WRITTEN PROBLEM —
Please give the material below as a Markdown table with columns "n" and "Line", covering the lines from the one containing "of the small" through the end of the material, inclusive, with blank lines left out.

SOURCE DATA —
= = = = = = =

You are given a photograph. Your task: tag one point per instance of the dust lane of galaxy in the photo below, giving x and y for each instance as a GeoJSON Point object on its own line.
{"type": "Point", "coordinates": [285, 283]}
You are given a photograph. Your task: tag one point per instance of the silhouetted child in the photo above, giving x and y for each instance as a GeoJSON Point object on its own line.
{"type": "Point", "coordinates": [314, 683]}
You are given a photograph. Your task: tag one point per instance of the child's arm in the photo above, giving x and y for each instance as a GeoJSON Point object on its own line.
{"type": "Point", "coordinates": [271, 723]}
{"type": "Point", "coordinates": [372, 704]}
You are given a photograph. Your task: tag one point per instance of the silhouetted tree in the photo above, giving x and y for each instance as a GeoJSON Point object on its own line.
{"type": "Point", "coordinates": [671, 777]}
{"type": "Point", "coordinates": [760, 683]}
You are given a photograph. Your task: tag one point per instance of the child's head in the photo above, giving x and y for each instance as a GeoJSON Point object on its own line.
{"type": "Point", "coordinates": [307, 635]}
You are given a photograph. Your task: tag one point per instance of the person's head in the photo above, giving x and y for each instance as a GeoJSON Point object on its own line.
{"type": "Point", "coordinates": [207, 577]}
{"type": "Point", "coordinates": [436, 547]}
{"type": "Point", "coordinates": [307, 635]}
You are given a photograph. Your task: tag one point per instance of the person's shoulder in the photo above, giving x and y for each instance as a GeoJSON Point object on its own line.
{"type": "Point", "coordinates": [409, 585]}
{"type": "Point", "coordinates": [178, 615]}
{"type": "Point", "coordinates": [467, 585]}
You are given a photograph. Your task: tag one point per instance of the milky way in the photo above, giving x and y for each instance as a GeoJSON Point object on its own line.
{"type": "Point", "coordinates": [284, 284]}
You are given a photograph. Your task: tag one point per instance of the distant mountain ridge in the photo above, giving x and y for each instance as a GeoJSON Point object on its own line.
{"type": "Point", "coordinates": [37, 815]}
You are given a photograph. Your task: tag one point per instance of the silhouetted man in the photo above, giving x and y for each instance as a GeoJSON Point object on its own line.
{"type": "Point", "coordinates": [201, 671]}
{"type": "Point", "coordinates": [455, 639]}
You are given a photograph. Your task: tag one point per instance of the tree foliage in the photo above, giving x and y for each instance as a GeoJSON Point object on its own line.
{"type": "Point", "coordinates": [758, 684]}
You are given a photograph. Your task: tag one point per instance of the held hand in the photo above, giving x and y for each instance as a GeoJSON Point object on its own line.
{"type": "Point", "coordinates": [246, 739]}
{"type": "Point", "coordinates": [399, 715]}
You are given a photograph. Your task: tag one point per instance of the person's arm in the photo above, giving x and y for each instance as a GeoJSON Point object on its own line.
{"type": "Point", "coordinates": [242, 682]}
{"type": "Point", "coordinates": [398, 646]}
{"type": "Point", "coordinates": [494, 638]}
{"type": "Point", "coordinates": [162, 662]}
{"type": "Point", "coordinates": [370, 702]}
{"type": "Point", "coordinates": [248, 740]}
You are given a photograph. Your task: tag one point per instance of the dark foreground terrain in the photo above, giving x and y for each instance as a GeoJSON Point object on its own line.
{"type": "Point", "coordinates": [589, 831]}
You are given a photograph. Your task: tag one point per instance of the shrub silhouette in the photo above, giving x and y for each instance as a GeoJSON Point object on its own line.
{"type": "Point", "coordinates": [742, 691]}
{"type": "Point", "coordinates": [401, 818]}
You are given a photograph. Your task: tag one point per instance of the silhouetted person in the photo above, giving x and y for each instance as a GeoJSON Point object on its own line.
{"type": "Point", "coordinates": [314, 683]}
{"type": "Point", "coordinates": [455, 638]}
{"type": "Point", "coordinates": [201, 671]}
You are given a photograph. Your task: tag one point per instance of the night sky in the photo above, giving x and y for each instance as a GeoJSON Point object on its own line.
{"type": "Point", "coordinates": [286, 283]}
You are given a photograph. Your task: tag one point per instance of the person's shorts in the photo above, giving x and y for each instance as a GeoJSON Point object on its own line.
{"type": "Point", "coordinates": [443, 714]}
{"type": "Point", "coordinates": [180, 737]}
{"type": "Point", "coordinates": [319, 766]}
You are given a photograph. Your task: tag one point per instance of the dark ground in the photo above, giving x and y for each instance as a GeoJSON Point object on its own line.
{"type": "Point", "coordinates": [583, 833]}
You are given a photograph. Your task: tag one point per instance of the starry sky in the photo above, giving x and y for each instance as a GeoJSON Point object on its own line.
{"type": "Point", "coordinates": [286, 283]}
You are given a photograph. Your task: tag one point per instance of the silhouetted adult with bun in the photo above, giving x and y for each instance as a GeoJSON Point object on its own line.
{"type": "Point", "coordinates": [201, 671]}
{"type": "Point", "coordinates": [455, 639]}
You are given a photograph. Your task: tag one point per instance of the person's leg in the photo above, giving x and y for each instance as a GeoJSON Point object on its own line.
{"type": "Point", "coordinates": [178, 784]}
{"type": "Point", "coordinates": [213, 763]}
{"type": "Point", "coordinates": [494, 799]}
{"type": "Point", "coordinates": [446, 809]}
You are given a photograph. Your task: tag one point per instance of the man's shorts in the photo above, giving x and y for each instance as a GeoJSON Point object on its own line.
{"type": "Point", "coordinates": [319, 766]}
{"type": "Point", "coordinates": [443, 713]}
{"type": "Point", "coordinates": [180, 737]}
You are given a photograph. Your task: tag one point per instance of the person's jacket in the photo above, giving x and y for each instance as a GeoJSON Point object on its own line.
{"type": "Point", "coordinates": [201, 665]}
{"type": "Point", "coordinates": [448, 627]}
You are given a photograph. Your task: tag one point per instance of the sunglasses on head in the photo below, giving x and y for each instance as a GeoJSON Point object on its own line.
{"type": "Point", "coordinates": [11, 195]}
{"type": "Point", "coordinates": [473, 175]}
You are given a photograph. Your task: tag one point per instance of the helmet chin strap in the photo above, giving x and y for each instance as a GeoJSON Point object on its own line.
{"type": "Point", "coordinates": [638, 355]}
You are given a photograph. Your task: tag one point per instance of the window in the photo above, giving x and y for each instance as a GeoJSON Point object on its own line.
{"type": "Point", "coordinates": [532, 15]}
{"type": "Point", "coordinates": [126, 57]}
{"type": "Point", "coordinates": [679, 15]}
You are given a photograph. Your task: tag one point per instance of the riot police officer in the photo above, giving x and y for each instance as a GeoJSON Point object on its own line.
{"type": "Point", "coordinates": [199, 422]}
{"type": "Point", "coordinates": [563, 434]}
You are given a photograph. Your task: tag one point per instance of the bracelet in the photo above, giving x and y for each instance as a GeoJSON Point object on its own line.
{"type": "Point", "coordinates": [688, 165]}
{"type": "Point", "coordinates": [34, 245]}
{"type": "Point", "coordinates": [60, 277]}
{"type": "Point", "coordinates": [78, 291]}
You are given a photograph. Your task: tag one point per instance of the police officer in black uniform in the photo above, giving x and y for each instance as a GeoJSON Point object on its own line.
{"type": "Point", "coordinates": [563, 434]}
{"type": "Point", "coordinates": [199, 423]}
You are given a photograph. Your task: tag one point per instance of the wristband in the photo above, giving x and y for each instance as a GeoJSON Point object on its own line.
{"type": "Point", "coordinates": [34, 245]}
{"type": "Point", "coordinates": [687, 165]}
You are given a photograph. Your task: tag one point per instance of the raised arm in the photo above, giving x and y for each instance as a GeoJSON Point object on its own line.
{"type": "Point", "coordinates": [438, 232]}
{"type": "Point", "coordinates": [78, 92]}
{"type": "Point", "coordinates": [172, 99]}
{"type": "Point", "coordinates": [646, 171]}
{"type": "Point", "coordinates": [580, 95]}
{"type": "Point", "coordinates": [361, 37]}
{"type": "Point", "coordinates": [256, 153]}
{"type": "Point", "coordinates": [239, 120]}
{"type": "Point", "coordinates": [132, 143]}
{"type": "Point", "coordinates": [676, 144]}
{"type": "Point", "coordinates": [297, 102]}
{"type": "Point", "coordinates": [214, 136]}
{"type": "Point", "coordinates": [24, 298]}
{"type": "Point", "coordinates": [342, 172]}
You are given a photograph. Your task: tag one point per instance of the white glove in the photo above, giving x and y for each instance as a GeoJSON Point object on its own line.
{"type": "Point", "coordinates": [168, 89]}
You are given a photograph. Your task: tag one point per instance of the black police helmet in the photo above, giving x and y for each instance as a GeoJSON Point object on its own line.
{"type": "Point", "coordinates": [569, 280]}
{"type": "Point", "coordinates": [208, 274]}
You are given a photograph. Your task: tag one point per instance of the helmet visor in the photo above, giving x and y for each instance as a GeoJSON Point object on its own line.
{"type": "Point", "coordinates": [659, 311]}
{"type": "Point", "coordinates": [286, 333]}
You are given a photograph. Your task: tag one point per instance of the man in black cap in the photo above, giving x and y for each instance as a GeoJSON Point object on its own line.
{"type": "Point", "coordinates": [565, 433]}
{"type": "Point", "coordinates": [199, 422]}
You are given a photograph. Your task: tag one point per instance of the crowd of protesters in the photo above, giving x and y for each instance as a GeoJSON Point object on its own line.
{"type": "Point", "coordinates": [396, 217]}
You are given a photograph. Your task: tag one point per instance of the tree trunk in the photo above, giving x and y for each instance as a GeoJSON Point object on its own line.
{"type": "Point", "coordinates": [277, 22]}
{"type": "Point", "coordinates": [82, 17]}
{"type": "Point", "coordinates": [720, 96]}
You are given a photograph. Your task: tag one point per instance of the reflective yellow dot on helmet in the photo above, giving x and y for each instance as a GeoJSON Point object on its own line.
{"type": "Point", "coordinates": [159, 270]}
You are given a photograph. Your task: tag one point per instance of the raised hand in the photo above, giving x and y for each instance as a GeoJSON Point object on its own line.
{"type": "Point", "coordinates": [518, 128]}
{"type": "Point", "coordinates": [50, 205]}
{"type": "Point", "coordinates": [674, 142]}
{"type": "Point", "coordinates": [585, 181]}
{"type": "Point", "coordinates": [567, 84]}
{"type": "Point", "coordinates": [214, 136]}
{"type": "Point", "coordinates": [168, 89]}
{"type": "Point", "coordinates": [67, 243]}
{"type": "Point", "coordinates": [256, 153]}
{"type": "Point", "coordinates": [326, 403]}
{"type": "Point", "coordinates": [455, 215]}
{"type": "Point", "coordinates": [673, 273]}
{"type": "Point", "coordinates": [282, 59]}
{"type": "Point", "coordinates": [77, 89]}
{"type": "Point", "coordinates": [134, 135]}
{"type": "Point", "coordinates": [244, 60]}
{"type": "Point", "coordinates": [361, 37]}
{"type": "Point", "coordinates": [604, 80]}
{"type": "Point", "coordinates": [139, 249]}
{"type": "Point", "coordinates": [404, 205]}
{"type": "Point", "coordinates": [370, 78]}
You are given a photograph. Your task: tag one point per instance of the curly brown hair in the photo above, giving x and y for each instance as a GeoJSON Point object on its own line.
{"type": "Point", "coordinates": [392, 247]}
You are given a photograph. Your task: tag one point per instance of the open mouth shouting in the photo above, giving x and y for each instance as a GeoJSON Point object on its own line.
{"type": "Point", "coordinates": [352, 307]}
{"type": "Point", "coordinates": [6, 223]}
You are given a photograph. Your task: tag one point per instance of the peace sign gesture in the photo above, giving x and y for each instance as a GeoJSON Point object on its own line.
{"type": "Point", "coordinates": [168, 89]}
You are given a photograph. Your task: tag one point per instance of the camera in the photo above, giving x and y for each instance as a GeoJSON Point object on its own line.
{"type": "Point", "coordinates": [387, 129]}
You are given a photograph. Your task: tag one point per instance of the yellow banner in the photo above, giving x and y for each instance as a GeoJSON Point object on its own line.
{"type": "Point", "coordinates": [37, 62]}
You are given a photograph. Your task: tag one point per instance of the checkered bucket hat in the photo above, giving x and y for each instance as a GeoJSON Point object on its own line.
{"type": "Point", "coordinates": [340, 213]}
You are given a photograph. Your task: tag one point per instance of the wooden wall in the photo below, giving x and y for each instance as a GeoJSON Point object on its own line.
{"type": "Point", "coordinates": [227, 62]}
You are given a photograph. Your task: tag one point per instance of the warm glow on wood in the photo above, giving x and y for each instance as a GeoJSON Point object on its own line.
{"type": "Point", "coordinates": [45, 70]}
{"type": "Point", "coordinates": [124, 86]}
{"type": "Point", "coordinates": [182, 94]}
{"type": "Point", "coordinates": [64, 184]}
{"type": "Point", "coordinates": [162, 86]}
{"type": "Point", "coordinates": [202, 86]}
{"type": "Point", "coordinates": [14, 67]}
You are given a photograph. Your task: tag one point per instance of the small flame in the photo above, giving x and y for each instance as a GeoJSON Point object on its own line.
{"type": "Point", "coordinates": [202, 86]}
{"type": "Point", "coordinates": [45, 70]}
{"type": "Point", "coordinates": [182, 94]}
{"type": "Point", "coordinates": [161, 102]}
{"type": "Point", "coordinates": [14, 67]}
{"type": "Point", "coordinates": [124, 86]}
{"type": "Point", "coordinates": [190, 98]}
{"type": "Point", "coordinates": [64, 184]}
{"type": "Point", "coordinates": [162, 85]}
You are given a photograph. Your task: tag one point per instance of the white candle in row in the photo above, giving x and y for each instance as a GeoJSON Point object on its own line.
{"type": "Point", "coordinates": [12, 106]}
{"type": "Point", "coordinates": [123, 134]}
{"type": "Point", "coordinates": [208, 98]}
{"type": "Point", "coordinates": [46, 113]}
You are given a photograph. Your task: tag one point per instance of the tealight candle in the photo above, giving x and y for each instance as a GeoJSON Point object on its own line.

= = = = = = =

REPLY TO THE EXERCISE —
| n | Line |
|---|---|
| 1 | You are given a photograph. Your task: tag one point per instance of the small flame in the photo above, giving x and y for each instance as a GeoJSON Point object on its own line. |
| 2 | {"type": "Point", "coordinates": [202, 86]} |
| 3 | {"type": "Point", "coordinates": [45, 70]} |
| 4 | {"type": "Point", "coordinates": [182, 94]} |
| 5 | {"type": "Point", "coordinates": [161, 102]} |
| 6 | {"type": "Point", "coordinates": [14, 67]} |
| 7 | {"type": "Point", "coordinates": [124, 86]} |
| 8 | {"type": "Point", "coordinates": [190, 98]} |
| 9 | {"type": "Point", "coordinates": [64, 184]} |
| 10 | {"type": "Point", "coordinates": [162, 85]} |
| 11 | You are given a photograph. Your task: tag one point per instance of the white candle in row in the photo above, giving x and y for each instance as a GeoJSON Point object on its own line. |
| 12 | {"type": "Point", "coordinates": [12, 106]} |
| 13 | {"type": "Point", "coordinates": [123, 134]} |
| 14 | {"type": "Point", "coordinates": [208, 98]} |
| 15 | {"type": "Point", "coordinates": [46, 113]} |
| 16 | You are given a photograph. Your task: tag one point per instance of the tealight candle in the photo above, giving x and y for each instance as a GeoJSON Point object on its own line. |